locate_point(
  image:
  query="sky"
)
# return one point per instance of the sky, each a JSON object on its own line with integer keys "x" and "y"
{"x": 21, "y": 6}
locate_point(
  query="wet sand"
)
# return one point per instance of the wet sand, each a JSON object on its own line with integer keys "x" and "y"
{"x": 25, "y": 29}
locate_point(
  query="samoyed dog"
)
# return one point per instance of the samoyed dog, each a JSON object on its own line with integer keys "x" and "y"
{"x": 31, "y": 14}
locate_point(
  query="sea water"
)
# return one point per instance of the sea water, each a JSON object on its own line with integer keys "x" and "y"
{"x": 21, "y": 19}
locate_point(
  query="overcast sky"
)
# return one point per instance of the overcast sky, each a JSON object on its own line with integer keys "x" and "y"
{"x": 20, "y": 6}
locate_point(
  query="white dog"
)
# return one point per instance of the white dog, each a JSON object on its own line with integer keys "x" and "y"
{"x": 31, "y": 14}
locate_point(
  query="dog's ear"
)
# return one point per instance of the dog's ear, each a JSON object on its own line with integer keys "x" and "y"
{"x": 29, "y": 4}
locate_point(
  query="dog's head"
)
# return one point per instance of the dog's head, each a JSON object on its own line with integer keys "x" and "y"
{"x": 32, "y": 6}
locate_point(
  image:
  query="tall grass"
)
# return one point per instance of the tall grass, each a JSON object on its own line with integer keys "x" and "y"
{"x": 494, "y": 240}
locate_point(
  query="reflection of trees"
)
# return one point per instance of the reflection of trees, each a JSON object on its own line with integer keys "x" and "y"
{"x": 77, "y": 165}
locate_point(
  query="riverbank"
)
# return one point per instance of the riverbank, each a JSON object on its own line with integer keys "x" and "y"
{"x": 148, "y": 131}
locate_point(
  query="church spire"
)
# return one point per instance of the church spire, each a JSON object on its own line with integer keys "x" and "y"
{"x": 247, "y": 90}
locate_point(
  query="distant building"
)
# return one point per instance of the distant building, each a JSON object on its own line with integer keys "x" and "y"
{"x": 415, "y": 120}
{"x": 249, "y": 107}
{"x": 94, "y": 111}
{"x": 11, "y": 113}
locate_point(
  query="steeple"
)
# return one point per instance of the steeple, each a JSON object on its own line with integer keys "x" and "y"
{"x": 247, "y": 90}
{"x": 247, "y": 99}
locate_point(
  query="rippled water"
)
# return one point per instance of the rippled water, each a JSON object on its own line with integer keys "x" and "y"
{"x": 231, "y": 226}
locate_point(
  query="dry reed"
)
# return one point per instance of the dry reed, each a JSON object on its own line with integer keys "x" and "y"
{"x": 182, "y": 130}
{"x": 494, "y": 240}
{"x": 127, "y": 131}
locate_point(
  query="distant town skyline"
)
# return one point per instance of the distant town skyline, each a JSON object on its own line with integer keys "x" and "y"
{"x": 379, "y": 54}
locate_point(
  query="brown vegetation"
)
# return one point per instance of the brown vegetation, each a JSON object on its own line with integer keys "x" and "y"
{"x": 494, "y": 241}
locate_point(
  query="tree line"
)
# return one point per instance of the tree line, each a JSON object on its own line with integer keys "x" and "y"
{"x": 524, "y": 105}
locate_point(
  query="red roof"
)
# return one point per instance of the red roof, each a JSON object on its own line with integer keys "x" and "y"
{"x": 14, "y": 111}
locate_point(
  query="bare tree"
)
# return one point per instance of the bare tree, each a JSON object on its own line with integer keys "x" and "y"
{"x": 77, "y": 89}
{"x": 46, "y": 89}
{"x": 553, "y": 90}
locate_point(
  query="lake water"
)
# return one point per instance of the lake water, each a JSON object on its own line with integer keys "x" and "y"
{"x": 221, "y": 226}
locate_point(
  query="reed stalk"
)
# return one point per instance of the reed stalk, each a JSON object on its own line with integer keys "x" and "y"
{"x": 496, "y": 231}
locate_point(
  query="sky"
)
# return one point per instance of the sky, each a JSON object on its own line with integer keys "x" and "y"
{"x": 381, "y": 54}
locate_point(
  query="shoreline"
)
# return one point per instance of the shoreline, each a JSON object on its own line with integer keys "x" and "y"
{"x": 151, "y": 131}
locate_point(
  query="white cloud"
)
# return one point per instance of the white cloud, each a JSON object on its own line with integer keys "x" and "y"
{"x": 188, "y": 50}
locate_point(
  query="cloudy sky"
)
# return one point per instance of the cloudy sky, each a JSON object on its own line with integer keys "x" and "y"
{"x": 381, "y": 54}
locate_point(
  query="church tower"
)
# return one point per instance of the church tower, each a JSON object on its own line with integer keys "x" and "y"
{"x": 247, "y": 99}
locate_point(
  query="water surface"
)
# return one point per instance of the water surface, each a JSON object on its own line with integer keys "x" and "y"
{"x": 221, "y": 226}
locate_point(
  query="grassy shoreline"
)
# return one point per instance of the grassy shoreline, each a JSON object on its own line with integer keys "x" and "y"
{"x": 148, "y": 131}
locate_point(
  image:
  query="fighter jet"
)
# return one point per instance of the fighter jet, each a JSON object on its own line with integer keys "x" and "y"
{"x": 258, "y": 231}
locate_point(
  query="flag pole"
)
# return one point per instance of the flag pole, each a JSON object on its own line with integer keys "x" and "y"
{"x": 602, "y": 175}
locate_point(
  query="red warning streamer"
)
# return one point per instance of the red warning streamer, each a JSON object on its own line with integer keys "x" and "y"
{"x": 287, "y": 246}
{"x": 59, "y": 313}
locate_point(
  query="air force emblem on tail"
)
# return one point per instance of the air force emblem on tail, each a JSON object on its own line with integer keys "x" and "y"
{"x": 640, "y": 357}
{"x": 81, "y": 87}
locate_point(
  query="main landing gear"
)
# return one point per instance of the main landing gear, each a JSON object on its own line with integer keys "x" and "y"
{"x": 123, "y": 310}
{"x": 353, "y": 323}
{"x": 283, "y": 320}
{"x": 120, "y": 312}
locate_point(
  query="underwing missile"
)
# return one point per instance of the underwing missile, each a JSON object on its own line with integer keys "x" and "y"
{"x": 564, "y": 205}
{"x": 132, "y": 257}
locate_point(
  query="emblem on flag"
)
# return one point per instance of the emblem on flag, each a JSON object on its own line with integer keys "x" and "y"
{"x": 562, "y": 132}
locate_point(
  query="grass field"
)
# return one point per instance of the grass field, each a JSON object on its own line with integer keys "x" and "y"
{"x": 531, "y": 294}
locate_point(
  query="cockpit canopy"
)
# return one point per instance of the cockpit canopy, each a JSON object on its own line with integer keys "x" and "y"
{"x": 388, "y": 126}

======

● **To do**: From the records above, extract everything verbatim.

● **Right answer**:
locate_point(
  image:
  query="sky"
)
# return one point per instance of the sky, each a JSON object on its own line with integer keys "x" and "y"
{"x": 21, "y": 6}
locate_point(
  query="wet sand"
)
# return one point per instance of the wet sand, each a JSON object on its own line with integer keys "x" and "y"
{"x": 25, "y": 29}
locate_point(
  query="samoyed dog"
)
# return one point per instance of the samoyed dog, each a JSON object on its own line with integer keys "x" and "y"
{"x": 31, "y": 14}
locate_point(
  query="sea water"
)
# return one point per instance of the sea water, each a JSON object on its own line with integer keys "x" and "y"
{"x": 21, "y": 19}
locate_point(
  query="overcast sky"
)
# return one point per instance of the overcast sky, each a JSON object on its own line with integer keys "x" and "y"
{"x": 20, "y": 6}
locate_point(
  query="white dog"
)
# return one point per instance of the white dog, each a JSON object on its own line with integer keys "x" and "y"
{"x": 31, "y": 14}
locate_point(
  query="dog's ear"
)
# return one point per instance of the dog's ear, each a JSON object on its own line with integer keys "x" and "y"
{"x": 29, "y": 4}
locate_point(
  query="dog's head"
)
# return one point per instance of the dog's head, each a JSON object on its own line with integer keys "x" and "y"
{"x": 32, "y": 6}
locate_point(
  image:
  query="tall grass"
)
# return one point per instance of the tall grass, each a JSON object on its own line with integer keys "x" and "y"
{"x": 494, "y": 240}
locate_point(
  query="reflection of trees"
)
# return one point per instance of the reflection of trees, each a JSON object on its own line with integer keys "x" and "y"
{"x": 77, "y": 165}
locate_point(
  query="riverbank"
)
# return one point per instance of the riverbank, each a JSON object on its own line with integer keys "x" and "y"
{"x": 148, "y": 131}
locate_point(
  query="church spire"
)
# return one point per instance of the church spire, each a JSON object on its own line with integer keys "x" and "y"
{"x": 247, "y": 90}
locate_point(
  query="distant building"
)
# return one point per instance of the distant building, each a JSON object on its own line with integer keys "x" and "y"
{"x": 415, "y": 120}
{"x": 249, "y": 107}
{"x": 94, "y": 111}
{"x": 11, "y": 113}
locate_point(
  query="steeple"
)
# return one point per instance of the steeple, each a JSON object on its own line with integer keys "x" and "y"
{"x": 247, "y": 90}
{"x": 247, "y": 99}
locate_point(
  query="rippled water"
)
# return one point per instance of the rippled water, each a JSON object on its own line with integer keys "x" and "y"
{"x": 231, "y": 226}
locate_point(
  query="dry reed"
)
# return one point per instance of the dry reed, each a JSON object on its own line with integer keys "x" and "y"
{"x": 182, "y": 130}
{"x": 494, "y": 240}
{"x": 127, "y": 131}
locate_point(
  query="distant town skyline"
)
# return one point per instance of the distant town skyline, each a JSON object on its own line with integer keys "x" and "y"
{"x": 379, "y": 54}
locate_point(
  query="brown vegetation"
)
# return one point per instance of the brown vegetation, each a JSON object on its own line with integer keys "x" and "y"
{"x": 494, "y": 241}
locate_point(
  query="tree line"
)
# return one point per instance of the tree line, each a JSON object on its own line with integer keys "x" and "y"
{"x": 524, "y": 105}
locate_point(
  query="red roof"
)
# return one point per instance of the red roof, each a JSON object on its own line with integer keys "x" and "y"
{"x": 14, "y": 111}
locate_point(
  query="bare tree"
)
# return one point per instance of the bare tree, each a JSON object on its own line with integer keys "x" and "y"
{"x": 77, "y": 89}
{"x": 46, "y": 89}
{"x": 553, "y": 90}
locate_point(
  query="lake water"
)
# return one point per instance of the lake water, each a JSON object on its own line with integer keys "x" and "y"
{"x": 221, "y": 226}
locate_point(
  query="reed stalk"
)
# return one point per instance of the reed stalk, each a JSON object on its own line with integer keys "x" and "y"
{"x": 496, "y": 231}
locate_point(
  query="sky"
)
# return one point per instance of the sky, each a JSON object on its own line with integer keys "x" and "y"
{"x": 381, "y": 54}
locate_point(
  query="shoreline"
)
# return one point per instance of the shoreline, each a JSON object on its own line with integer keys "x" and "y"
{"x": 151, "y": 131}
locate_point(
  query="white cloud"
)
# return one point per instance of the white cloud, each a JSON object on its own line with integer keys "x" and "y"
{"x": 188, "y": 50}
locate_point(
  query="cloudy sky"
)
# return one point per instance of the cloudy sky, each a JSON object on its own line with integer keys "x" and "y"
{"x": 381, "y": 54}
locate_point(
  query="church tower"
)
# return one point per instance of the church tower, each a JSON object on its own line with integer keys "x" and "y"
{"x": 247, "y": 99}
locate_point(
  query="water surface"
)
# return one point per instance of the water surface, each a JSON object on its own line with integer keys "x" and "y"
{"x": 221, "y": 226}
locate_point(
  query="grassy shoreline"
)
# return one point per instance of the grassy shoreline, each a JSON object on its own line with integer keys "x" and "y"
{"x": 148, "y": 131}
locate_point(
  image:
  query="fighter jet"
)
# return one point per instance of the fighter jet, each a JSON object on its own line with integer keys "x" and "y"
{"x": 258, "y": 231}
locate_point(
  query="flag pole"
)
# return one point per instance of the flag pole, each a JSON object on its own line with integer keys "x" and "y"
{"x": 602, "y": 175}
locate_point(
  query="red warning streamer"
)
# return one point per instance of the red warning streamer, each a JSON object on its own line with integer keys "x" and "y"
{"x": 287, "y": 246}
{"x": 59, "y": 313}
locate_point(
  query="air force emblem on tail"
)
# return one point per instance of the air force emblem on tail, each a JSON object on its own line with integer keys "x" and "y"
{"x": 640, "y": 357}
{"x": 81, "y": 87}
locate_point(
  query="main landing gear"
)
# return one point per instance of the main landing gear, each a JSON object on its own line with integer keys "x" and "y"
{"x": 123, "y": 310}
{"x": 353, "y": 323}
{"x": 283, "y": 320}
{"x": 120, "y": 312}
locate_point(
  query="underwing missile"
)
# return one point per instance of the underwing missile, each a JSON object on its own line with integer keys "x" and "y"
{"x": 564, "y": 205}
{"x": 132, "y": 257}
locate_point(
  query="emblem on flag"
)
# return one point per instance of the emblem on flag, each a JSON object on its own line with integer keys "x" and "y"
{"x": 562, "y": 132}
locate_point(
  query="grass field"
)
# return one point per instance of the grass field, each a JSON object on its own line with integer keys "x" and "y"
{"x": 531, "y": 294}
locate_point(
  query="cockpit canopy"
)
# return one point per instance of the cockpit canopy, each a JSON object on its own line with integer keys "x" and "y"
{"x": 388, "y": 126}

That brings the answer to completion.